Problema: Transcribe sin cambios el fragmento del texto proporcionado que va de "En síntesis, es" a "hereditario, es imperdonable.", ambos incluidos.

━━ Texto proporcionado ━━

Y hay algo que no cierra. Cristina acompañó con su bendición a Scioli, a Alberto y a Massa. A todos les confió la representación nacional. Pero con Axel, que ganó dos veces en la provincia más difícil del país, y que resiste sin recursos el ajuste salvaje de Milei, que afecta a 17 millones de personas, le hace la vida imposible y lo pretende destruir.
En síntesis, es evidente que el emerger de Axel Kicillov representa un inconveniente político y simbólico para Cristina, porque significa quedar expuesta por el quiebre estratégico que implica el surgimiento de una conducción nueva, legítima y con proyección nacional hacia 2027, por fuera del apellido y el dedo. Para La Cámpora igual, porque supone la inminente pérdida de las cajas, del relato que los contiene y el control del aparato en el AMBA. Cristina nunca toleró la autonomía crítica y real de ningún espacio que no fuera al pie, que no pudiera controlar enteramente, que no fuera estrictamente obsecuente. Prefiere cuadros que acaten, que esperen la señal, que no alteren su movida. Y en ese sentido Kicillof no rompió, no traicionó, no se fue; simplemente, dejó de pedir permiso porque ya cuenta con legitimación popular. Y eso, en la lógica del verticalismo hereditario, es imperdonable.
Finalizando, el Papa Francisco lo expresó con precisión: “el tiempo es superior al espacio”. Pero para La Cámpora y Cristina, la política parece haberse reducido a la ocupación del espacio antes que a la construcción de procesos. Desde hace más de una década, su práctica se volvió una maquinaria de armado de listas, rosca interminable, obstrucción sistemática, desgaste y deslealtades a los mejores compañeros. Por sus graves errores en la conducción y porque el enemigo juega, Cristina no tiene hoy un proyecto nacional para el país; es evidente que su práctica política se ha concentrado en custodiar la simbología de “la década ganada” y preservar lo que le queda de poder en el AMBA, convertido en su último bastión de influencia. Aferrados al aparato y al relato como si fuera un botín, incapaces de soltarlo, quedan confinados a administrar pequeños territorios de poder sin horizonte estratégico. Con esa lógica, el daño es inevitable, porque quien sólo pelea por espacios chicos renuncia, por definición, a construir procesos en los tiempos largos del pueblo.
* El autor es Abogado. Pte. de la Comisión de Desarrollo Cultural e Histórico ARTURO JAURETCHE de la Ciudad de Río Cuarto, Cba.

━━━
━━ Líneas extraídas ━━

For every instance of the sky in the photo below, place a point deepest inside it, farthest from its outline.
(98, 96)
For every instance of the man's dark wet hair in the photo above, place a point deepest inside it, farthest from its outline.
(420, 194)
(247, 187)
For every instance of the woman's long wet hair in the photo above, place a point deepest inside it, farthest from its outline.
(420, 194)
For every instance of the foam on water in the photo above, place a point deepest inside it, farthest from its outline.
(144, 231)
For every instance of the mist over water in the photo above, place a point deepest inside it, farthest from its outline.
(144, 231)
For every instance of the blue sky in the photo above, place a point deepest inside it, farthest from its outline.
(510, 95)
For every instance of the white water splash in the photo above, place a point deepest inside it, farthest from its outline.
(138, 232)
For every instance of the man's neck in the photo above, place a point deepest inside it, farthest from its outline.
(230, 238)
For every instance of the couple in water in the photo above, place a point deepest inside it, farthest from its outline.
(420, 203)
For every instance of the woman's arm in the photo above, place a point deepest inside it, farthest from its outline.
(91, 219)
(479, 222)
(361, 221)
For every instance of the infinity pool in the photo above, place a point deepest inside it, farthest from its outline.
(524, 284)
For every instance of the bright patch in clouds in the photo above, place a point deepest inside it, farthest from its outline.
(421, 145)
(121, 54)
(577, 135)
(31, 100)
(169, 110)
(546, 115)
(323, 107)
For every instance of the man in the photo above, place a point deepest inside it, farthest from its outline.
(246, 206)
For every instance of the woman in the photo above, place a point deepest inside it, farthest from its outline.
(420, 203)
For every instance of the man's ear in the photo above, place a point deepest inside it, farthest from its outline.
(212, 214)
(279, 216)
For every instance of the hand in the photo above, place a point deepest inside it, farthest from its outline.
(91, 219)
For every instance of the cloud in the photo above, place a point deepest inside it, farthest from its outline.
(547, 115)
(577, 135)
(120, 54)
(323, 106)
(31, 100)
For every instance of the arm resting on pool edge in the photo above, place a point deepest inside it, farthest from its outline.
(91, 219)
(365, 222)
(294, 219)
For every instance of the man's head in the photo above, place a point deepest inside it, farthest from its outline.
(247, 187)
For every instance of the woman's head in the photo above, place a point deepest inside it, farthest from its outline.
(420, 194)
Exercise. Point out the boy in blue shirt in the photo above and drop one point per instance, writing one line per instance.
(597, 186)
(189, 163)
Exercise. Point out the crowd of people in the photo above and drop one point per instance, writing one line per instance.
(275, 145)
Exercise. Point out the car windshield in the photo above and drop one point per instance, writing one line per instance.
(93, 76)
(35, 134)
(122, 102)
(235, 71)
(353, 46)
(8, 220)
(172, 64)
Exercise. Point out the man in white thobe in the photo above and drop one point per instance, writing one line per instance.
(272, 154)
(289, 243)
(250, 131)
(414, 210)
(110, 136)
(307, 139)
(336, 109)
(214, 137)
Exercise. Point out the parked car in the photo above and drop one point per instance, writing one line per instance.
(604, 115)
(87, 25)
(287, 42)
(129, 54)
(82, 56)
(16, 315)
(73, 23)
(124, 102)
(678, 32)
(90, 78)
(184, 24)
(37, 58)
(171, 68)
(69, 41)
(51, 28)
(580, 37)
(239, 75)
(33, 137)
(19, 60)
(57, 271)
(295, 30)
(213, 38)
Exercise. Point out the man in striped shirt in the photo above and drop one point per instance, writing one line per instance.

━━━

Respuesta del ejercicio:
En síntesis, es evidente que el emerger de Axel Kicillov representa un inconveniente político y simbólico para Cristina, porque significa quedar expuesta por el quiebre estratégico que implica el surgimiento de una conducción nueva, legítima y con proyección nacional hacia 2027, por fuera del apellido y el dedo. Para La Cámpora igual, porque supone la inminente pérdida de las cajas, del relato que los contiene y el control del aparato en el AMBA. Cristina nunca toleró la autonomía crítica y real de ningún espacio que no fuera al pie, que no pudiera controlar enteramente, que no fuera estrictamente obsecuente. Prefiere cuadros que acaten, que esperen la señal, que no alteren su movida. Y en ese sentido Kicillof no rompió, no traicionó, no se fue; simplemente, dejó de pedir permiso porque ya cuenta con legitimación popular. Y eso, en la lógica del verticalismo hereditario, es imperdonable.